— RAW DATA —

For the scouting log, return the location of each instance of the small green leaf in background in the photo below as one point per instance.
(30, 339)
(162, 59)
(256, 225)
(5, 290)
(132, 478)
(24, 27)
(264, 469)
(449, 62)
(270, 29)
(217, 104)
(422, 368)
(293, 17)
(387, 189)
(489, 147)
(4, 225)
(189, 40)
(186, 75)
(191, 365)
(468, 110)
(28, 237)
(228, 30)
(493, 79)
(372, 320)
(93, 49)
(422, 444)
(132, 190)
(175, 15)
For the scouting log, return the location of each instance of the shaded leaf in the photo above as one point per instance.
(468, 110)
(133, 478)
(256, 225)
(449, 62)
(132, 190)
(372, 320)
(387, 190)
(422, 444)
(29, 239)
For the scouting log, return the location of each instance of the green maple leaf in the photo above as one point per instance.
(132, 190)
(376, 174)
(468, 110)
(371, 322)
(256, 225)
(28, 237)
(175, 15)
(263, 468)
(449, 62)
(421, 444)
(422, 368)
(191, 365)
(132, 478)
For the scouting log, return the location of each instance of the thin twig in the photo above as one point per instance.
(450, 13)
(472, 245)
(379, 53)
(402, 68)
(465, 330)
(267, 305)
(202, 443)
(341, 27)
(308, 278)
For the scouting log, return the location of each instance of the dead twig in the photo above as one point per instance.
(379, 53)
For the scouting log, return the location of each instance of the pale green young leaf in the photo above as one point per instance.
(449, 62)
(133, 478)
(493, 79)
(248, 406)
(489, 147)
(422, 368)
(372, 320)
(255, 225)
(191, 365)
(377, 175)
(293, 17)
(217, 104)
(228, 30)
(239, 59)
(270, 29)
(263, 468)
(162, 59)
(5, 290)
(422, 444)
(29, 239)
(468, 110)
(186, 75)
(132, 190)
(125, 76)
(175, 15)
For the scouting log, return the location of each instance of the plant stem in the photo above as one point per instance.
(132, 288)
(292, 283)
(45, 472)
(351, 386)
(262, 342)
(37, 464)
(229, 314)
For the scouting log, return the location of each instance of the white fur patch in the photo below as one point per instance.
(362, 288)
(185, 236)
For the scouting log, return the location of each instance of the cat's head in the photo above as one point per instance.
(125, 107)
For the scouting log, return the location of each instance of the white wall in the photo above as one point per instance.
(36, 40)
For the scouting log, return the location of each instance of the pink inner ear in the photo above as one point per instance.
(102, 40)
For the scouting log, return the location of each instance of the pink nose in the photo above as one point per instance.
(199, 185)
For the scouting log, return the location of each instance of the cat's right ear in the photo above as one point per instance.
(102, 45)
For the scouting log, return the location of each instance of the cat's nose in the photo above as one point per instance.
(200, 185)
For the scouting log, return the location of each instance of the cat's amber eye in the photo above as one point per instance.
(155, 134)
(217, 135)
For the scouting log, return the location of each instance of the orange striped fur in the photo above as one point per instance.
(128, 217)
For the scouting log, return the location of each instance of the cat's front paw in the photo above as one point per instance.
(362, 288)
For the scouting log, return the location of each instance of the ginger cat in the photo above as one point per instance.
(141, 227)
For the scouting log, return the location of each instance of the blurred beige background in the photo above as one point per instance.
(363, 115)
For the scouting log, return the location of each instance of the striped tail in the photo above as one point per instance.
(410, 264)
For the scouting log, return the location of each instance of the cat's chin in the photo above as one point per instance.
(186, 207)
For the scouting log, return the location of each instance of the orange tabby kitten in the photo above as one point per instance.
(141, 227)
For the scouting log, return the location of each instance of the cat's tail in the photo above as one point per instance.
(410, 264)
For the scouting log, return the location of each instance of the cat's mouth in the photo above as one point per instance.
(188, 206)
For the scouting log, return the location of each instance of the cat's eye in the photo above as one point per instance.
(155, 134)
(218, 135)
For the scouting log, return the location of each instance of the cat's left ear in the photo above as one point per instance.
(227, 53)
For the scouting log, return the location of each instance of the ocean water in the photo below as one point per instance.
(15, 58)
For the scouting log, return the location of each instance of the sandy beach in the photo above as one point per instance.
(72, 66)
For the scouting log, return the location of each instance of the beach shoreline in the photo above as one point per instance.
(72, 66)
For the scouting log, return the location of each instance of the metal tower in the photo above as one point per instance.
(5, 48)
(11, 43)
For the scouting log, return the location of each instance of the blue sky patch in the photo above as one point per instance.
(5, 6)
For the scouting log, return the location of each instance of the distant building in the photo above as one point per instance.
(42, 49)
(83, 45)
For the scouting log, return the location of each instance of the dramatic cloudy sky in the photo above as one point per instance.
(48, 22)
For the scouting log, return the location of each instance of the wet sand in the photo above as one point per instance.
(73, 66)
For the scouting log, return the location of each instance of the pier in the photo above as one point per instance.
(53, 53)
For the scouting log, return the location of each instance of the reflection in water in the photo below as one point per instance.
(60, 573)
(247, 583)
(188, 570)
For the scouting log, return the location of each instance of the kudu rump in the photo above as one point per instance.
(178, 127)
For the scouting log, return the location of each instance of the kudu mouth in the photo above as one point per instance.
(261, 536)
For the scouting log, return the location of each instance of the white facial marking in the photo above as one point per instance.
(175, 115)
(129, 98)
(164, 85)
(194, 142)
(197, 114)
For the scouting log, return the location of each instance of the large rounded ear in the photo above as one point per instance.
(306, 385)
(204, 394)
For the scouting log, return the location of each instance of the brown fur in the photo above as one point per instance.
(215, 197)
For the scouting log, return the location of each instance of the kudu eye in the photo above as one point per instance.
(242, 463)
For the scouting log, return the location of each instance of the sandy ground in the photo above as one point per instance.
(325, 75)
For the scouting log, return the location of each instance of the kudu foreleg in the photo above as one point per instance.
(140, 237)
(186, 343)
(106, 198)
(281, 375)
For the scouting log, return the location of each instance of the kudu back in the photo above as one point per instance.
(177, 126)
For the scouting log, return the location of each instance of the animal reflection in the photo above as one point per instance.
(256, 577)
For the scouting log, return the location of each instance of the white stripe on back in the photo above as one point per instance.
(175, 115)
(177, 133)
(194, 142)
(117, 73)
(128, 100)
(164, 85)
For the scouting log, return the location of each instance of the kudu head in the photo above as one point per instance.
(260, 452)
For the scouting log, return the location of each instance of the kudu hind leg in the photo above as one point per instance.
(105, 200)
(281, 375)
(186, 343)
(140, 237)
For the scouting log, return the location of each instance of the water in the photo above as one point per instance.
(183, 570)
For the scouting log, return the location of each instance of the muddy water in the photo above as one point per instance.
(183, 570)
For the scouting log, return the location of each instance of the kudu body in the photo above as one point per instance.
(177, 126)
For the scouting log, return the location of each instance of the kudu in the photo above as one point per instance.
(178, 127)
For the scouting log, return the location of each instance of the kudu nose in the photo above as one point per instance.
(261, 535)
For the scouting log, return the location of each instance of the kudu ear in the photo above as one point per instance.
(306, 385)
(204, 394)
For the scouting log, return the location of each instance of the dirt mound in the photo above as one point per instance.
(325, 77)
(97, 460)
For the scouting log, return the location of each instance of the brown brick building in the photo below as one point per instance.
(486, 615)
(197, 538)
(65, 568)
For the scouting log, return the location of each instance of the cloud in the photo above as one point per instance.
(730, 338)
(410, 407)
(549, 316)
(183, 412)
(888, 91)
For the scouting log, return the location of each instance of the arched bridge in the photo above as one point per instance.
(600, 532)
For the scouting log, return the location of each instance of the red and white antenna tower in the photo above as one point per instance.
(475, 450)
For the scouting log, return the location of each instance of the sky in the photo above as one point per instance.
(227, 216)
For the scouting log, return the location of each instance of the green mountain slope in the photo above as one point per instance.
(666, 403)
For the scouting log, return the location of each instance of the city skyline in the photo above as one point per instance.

— TASK INSTRUCTIONS —
Copy out all the records above with every "scouting log" swapped for "survey log" and every other part left unchanged.

— FULL SOLUTION —
For the survey log, return the location of each instance of the small green leaf in background in the photo below as one point per instance.
(30, 339)
(162, 59)
(256, 225)
(5, 290)
(132, 478)
(24, 27)
(264, 469)
(449, 62)
(270, 29)
(217, 104)
(422, 368)
(293, 17)
(387, 189)
(489, 147)
(4, 225)
(189, 40)
(186, 75)
(191, 365)
(468, 110)
(28, 237)
(228, 30)
(493, 79)
(372, 320)
(93, 49)
(422, 444)
(132, 190)
(175, 15)
For the survey log, return the location of each instance of the shaded leaf in the photo above as one point per instance.
(468, 110)
(133, 478)
(256, 225)
(449, 62)
(132, 190)
(372, 320)
(387, 190)
(422, 444)
(29, 239)
For the survey log, return the location of each instance of the green maple leaf in the photo above as one point per instance.
(132, 190)
(376, 174)
(468, 110)
(371, 322)
(256, 225)
(28, 237)
(175, 15)
(263, 468)
(449, 62)
(421, 444)
(422, 368)
(191, 365)
(132, 478)
For the survey log, return the location of each instance of the thin twig in the photo above as one point per instance.
(450, 13)
(472, 245)
(379, 53)
(402, 68)
(465, 330)
(267, 305)
(202, 443)
(341, 27)
(308, 278)
For the survey log, return the location of each instance of the dead twig in the photo above as one point per instance.
(379, 53)
For the survey log, return the location of each instance of the pale green young leaf in the photo above as one point per instance.
(449, 62)
(133, 478)
(493, 79)
(248, 406)
(489, 147)
(422, 368)
(372, 320)
(255, 225)
(191, 365)
(377, 175)
(293, 17)
(217, 104)
(228, 30)
(239, 59)
(270, 29)
(263, 468)
(162, 59)
(5, 290)
(422, 444)
(29, 239)
(468, 110)
(186, 75)
(132, 190)
(125, 76)
(175, 15)
For the survey log, return the location of each instance of the plant stem in the photo above as one point per instance.
(132, 288)
(292, 283)
(45, 472)
(351, 386)
(262, 342)
(37, 464)
(229, 314)
For the survey log, return the location of each instance of the white fur patch in the photo below as one point per instance.
(362, 288)
(185, 236)
For the survey log, return the location of each instance of the cat's head in the photo above as one point per instance.
(125, 107)
For the survey log, return the location of each instance of the white wall in the photo above as one point per instance.
(36, 40)
For the survey log, return the location of each instance of the pink inner ear in the photo above as one point per instance.
(102, 40)
For the survey log, return the location of each instance of the pink nose in the photo above as one point per instance.
(199, 185)
For the survey log, return the location of each instance of the cat's right ear in the photo above as one point per instance.
(102, 45)
For the survey log, return the location of each instance of the cat's nose in the photo above as one point per instance.
(200, 185)
For the survey log, return the location of each instance of the cat's amber eye in the photo above as one point per instance.
(155, 134)
(217, 135)
For the survey log, return the location of each instance of the orange striped fur in the photo above as one point per instance.
(128, 217)
For the survey log, return the location of each instance of the cat's front paw in the photo above as one point per instance.
(362, 288)
For the survey log, return the location of each instance of the ginger cat in the photo above as one point per instance.
(141, 227)
For the survey log, return the location of each instance of the blurred beige background in the photo above as one point per instance.
(363, 115)
For the survey log, return the location of each instance of the striped tail in the photo above as one point per instance.
(410, 264)
For the survey log, return the location of each instance of the cat's chin in the photo above as one point per instance.
(186, 207)
For the survey log, return the location of each instance of the orange tabby kitten in the photo above as one point per instance.
(141, 227)
For the survey log, return the location of each instance of the cat's tail in the photo above as one point per instance.
(410, 264)
For the survey log, return the location of each instance of the cat's mouth in the photo above as one point per instance.
(188, 206)
For the survey log, return the location of each instance of the cat's eye in the photo above as one point per instance.
(155, 134)
(218, 135)
For the survey log, return the location of each instance of the cat's left ear in the photo above as one point per instance.
(227, 53)
For the survey log, return the location of each instance of the ocean water in the photo below as one point per instance.
(15, 58)
For the survey log, return the location of each instance of the sandy beach in the photo above as one point per instance.
(72, 66)
For the survey log, return the location of each instance of the beach shoreline in the photo above as one point per instance.
(72, 66)
For the survey log, return the location of each instance of the metal tower in the photo above as one point per instance.
(5, 48)
(11, 43)
For the survey log, return the location of each instance of the blue sky patch in the photo above as one point per instance.
(5, 6)
For the survey log, return the location of each instance of the distant building in the photo above as one point per instance.
(42, 49)
(83, 45)
For the survey log, return the location of each instance of the dramatic cloudy sky in the photo above as one point per instance.
(48, 22)
For the survey log, return the location of each instance of the wet sand in the photo above as one point per instance.
(73, 66)
For the survey log, return the location of each instance of the pier in the photo above as one point per instance.
(53, 53)
For the survey log, return the location of each instance of the reflection in water in the photo below as one point per instance.
(60, 573)
(247, 583)
(188, 570)
For the survey log, return the location of each instance of the kudu rump in the photo above as one point per instance.
(178, 127)
For the survey log, return the location of each instance of the kudu mouth in the photo above as one point per instance.
(261, 536)
For the survey log, return the location of each instance of the white facial marking in the photo above as one point per instance.
(175, 115)
(129, 98)
(164, 85)
(194, 142)
(197, 114)
For the survey log, return the location of each instance of the large rounded ear in the photo above as one point per instance.
(306, 385)
(204, 394)
For the survey log, return the location of each instance of the brown fur in the photo above as one point per instance.
(215, 197)
For the survey log, return the location of each instance of the kudu eye in the photo above as one point per instance.
(242, 463)
For the survey log, return the location of each instance of the sandy ground in the photo above as one point per instance.
(325, 75)
For the survey log, return the location of each instance of the kudu foreleg in the photo above as one point per instance.
(140, 237)
(186, 343)
(106, 198)
(281, 375)
For the survey log, return the location of each instance of the kudu back in the photo above as one point per instance.
(177, 126)
For the survey log, return the location of each instance of the animal reflection in the photo above as one point per instance.
(256, 577)
For the survey log, return the location of each instance of the white stripe on back in the photo above as one point per instance.
(175, 115)
(177, 133)
(194, 142)
(117, 73)
(128, 100)
(164, 85)
For the survey log, return the location of each instance of the kudu head in the photo above as one point per instance.
(260, 452)
For the survey log, return the location of each instance of the kudu hind leg in the photo above as one point per instance.
(105, 200)
(281, 375)
(186, 343)
(140, 237)
For the survey log, return the location of each instance of the water in the photo above as one point per instance.
(183, 570)
For the survey log, return the location of each instance of the muddy water in the photo above as one point per instance.
(183, 570)
For the survey log, return the location of each instance of the kudu body in the photo above as one point per instance.
(177, 126)
For the survey log, return the location of each instance of the kudu in the photo above as one point per instance.
(178, 127)
For the survey log, return the location of each instance of the kudu nose in the photo above as one point per instance.
(261, 535)
For the survey log, return the location of each instance of the kudu ear in the photo above as one point per instance.
(306, 385)
(204, 394)
For the survey log, return the location of each instance of the dirt mound in the photo above as one point per instance.
(325, 77)
(97, 460)
For the survey log, return the location of each instance of the brown brick building in the photo below as one point per instance.
(486, 615)
(197, 538)
(65, 568)
For the survey log, return the location of each instance of the cloud in the photo above as one point per instance.
(730, 338)
(410, 407)
(549, 316)
(183, 412)
(888, 91)
For the survey log, return the location of each instance of the arched bridge in the photo above as one point per instance.
(600, 532)
For the survey log, return the location of each instance of the red and white antenna tower in the photo above as one point per instance.
(475, 450)
For the survey log, return the location of each instance of the sky in the photo above as one point per instance.
(227, 216)
For the survey log, return the location of each instance of the green mountain slope in the photo above as one point per instance.
(666, 403)
For the survey log, return the location of each instance of the city skyline in the photo above as one point per instance.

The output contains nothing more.